> What you are asked to do
Type out all the records once more, exactly.

> Records for the task
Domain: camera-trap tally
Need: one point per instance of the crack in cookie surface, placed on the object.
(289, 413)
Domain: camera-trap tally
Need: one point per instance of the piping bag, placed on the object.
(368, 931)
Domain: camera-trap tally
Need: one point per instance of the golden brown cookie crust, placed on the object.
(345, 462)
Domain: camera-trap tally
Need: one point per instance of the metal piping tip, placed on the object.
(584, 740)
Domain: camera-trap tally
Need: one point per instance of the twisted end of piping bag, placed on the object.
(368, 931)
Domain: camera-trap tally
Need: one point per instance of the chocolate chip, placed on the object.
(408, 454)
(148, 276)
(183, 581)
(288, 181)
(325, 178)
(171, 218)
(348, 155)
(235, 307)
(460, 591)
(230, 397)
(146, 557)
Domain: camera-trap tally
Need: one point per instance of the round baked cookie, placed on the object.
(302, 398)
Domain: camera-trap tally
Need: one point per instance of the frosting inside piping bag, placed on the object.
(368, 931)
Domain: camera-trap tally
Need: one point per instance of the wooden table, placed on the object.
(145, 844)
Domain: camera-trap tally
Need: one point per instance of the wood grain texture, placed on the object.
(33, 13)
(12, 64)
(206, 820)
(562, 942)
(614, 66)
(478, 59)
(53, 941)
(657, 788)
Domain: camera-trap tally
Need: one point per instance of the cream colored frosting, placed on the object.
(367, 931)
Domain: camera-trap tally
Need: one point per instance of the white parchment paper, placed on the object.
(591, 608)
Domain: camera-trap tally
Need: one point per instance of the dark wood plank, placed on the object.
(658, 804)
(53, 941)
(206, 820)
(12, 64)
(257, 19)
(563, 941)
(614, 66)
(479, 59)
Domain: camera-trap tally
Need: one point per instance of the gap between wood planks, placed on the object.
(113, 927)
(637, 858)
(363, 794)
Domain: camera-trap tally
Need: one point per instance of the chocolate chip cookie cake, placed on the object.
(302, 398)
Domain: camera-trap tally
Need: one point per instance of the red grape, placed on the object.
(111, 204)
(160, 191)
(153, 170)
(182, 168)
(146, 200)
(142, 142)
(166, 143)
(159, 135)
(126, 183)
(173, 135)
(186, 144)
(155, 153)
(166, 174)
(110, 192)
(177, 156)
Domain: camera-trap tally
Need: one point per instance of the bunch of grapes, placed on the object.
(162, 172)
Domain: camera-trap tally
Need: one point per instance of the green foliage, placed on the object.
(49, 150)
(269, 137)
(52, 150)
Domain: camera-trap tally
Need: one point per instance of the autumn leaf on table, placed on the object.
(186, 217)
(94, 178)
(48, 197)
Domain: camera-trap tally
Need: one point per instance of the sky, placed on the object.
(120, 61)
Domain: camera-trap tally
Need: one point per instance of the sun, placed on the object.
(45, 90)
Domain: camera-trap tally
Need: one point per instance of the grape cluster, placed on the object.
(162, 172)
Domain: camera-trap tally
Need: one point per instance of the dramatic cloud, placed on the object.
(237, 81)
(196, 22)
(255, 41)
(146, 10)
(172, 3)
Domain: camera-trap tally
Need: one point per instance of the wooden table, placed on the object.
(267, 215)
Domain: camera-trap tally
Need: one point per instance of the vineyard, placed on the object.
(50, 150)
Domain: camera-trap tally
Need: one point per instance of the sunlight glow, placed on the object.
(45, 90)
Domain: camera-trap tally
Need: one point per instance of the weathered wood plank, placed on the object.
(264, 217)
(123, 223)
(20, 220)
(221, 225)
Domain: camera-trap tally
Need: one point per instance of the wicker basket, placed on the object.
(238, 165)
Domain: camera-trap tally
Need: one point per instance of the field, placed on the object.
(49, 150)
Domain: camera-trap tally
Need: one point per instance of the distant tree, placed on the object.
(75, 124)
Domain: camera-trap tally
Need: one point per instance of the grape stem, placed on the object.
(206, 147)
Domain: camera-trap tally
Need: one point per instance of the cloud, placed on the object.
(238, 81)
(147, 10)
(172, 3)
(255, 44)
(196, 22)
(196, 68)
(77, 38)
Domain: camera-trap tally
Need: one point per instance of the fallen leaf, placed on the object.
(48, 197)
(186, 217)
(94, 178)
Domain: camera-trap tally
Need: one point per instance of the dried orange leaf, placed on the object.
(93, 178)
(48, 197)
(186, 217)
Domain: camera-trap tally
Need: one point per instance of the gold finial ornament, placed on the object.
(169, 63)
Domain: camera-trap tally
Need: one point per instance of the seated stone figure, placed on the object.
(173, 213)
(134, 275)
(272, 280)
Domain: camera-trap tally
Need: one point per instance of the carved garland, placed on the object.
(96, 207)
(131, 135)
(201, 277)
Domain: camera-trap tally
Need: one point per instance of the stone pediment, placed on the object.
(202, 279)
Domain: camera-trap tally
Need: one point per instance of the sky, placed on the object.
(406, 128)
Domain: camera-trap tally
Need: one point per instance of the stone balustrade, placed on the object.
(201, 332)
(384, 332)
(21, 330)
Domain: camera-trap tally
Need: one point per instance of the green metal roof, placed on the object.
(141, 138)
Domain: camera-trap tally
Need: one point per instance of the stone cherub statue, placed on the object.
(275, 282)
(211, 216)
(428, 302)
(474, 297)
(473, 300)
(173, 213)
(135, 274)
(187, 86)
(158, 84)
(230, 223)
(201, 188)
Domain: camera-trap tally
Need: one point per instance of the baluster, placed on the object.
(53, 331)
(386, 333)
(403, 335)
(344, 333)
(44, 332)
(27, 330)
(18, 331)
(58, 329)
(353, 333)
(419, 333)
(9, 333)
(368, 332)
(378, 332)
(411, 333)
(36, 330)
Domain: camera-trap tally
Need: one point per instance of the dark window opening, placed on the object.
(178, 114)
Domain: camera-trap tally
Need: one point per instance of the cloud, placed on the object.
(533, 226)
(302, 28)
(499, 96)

> Solution for this exercise
Domain: camera-trap tally
Need: one point per instance of the crack in cookie surface, placed on the object.
(289, 413)
Domain: camera-trap tally
Need: one point per instance of the piping bag, placed on the object.
(368, 931)
Domain: camera-trap tally
Need: one point per instance of the golden brown cookie crust, placed on the object.
(345, 462)
Domain: camera-trap tally
Need: one point per instance of the metal piping tip, placed on the object.
(584, 740)
Domain: camera-trap tally
Need: one point per instance of the twisted end of piping bag, placed on the object.
(368, 931)
Domain: camera-trap tally
Need: one point per instance of the chocolate chip, placed on the object.
(408, 454)
(148, 276)
(183, 581)
(288, 181)
(325, 178)
(171, 218)
(348, 155)
(235, 307)
(460, 591)
(230, 397)
(146, 557)
Domain: camera-trap tally
Need: one point per instance of the round baked cookie, placed on the object.
(302, 398)
Domain: camera-trap tally
Need: one point per instance of the frosting inside piping bag, placed on the object.
(368, 931)
Domain: camera-trap tally
Need: one point per instance of the wooden table, placed on the object.
(145, 844)
Domain: camera-trap tally
Need: one point per instance of the wood grain texture, placed on the object.
(33, 13)
(12, 64)
(206, 820)
(562, 942)
(614, 66)
(478, 59)
(53, 941)
(657, 788)
Domain: camera-trap tally
Need: one point per instance of the cream colored frosting, placed on the object.
(367, 931)
Domain: camera-trap tally
Need: one point per instance of the white parchment paper, placed on the object.
(591, 608)
Domain: camera-trap tally
Need: one point per instance of the dark wood plank, placed on the object.
(658, 804)
(53, 941)
(206, 820)
(12, 64)
(257, 19)
(563, 941)
(614, 66)
(479, 59)
Domain: camera-trap tally
Need: one point per instance of the gap between wood planks, placed on the object.
(113, 927)
(637, 858)
(363, 794)
Domain: camera-trap tally
Need: one point per instance of the chocolate chip cookie cake, placed on the object.
(302, 398)
Domain: camera-trap tally
Need: one point per instance of the red grape, placed on the object.
(111, 204)
(160, 191)
(153, 170)
(182, 168)
(146, 200)
(142, 142)
(166, 143)
(159, 135)
(126, 183)
(173, 135)
(186, 144)
(155, 153)
(166, 174)
(110, 192)
(177, 156)
Domain: camera-trap tally
Need: one point per instance of the bunch of grapes, placed on the object.
(162, 172)
Domain: camera-trap tally
Need: one point per instance of the green foliage, placed on the object.
(49, 150)
(269, 137)
(52, 150)
Domain: camera-trap tally
Need: one point per instance of the autumn leaf on table, placed on the object.
(186, 217)
(94, 178)
(48, 197)
Domain: camera-trap tally
Need: one point per instance of the sky, placed on the object.
(120, 61)
Domain: camera-trap tally
Need: one point per instance of the sun, placed on the object.
(45, 90)
Domain: camera-trap tally
Need: one point per instance of the grape cluster, placed on the object.
(162, 172)
Domain: camera-trap tally
Need: one point per instance of the dramatic cloud, placed on the object.
(237, 81)
(196, 22)
(255, 41)
(146, 10)
(172, 3)
Domain: camera-trap tally
Need: one point per instance of the wooden table, placed on the object.
(267, 215)
Domain: camera-trap tally
Need: one point per instance of the vineyard, placed on the object.
(50, 150)
Domain: camera-trap tally
Need: one point per instance of the sunlight glow, placed on the object.
(45, 90)
Domain: camera-trap tally
Need: one point per instance of the weathered wood plank, placed on the object.
(264, 217)
(123, 223)
(20, 220)
(221, 225)
Domain: camera-trap tally
Need: one point per instance of the wicker basket, placed on the object.
(238, 165)
Domain: camera-trap tally
Need: one point per instance of the field, placed on the object.
(49, 150)
Domain: camera-trap tally
Need: one point per instance of the distant tree, placed on the object.
(75, 124)
Domain: camera-trap tally
Need: one point per instance of the grape stem, placed on the object.
(206, 147)
Domain: camera-trap tally
Need: one point per instance of the cloud, placed on the object.
(238, 81)
(147, 10)
(172, 3)
(255, 44)
(196, 22)
(196, 68)
(77, 38)
Domain: camera-trap tally
Need: one point per instance of the fallen leaf, placed on the object.
(48, 197)
(186, 217)
(94, 178)
Domain: camera-trap tally
Need: one point per instance of the dried orange leaf, placed on the object.
(93, 178)
(48, 197)
(186, 217)
Domain: camera-trap tally
Need: one point per instance of the gold finial ornament, placed on the object.
(169, 63)
Domain: camera-trap tally
Need: one point per instance of the seated stone figure, placed on the object.
(173, 213)
(134, 275)
(272, 280)
Domain: camera-trap tally
Need: one point per instance of the carved garland, placed on the object.
(96, 207)
(131, 135)
(201, 277)
Domain: camera-trap tally
Need: one point per instance of the stone pediment, placed on the object.
(202, 279)
Domain: camera-trap tally
Need: one point per instance of the sky, placed on the object.
(406, 128)
Domain: camera-trap tally
Need: one point per instance of the stone balustrade, placed on the object.
(201, 332)
(384, 332)
(21, 330)
Domain: camera-trap tally
Need: one point per instance of the green metal roof, placed on the object.
(141, 138)
Domain: camera-trap tally
Need: one point per instance of the stone cherub statue, placed on the object.
(275, 282)
(211, 216)
(428, 302)
(474, 297)
(473, 300)
(173, 213)
(135, 274)
(187, 86)
(158, 84)
(230, 223)
(201, 188)
Domain: camera-trap tally
Need: one point per instance of the baluster, placed on the object.
(53, 331)
(386, 333)
(403, 335)
(344, 333)
(44, 332)
(27, 330)
(18, 331)
(58, 329)
(353, 333)
(419, 333)
(9, 333)
(368, 332)
(378, 332)
(411, 333)
(36, 330)
Domain: camera-trap tally
Need: one point per instance of the dark window opening, placed on the object.
(178, 114)
Domain: camera-trap tally
Need: one point per instance of the cloud, placed on the object.
(533, 226)
(302, 28)
(499, 96)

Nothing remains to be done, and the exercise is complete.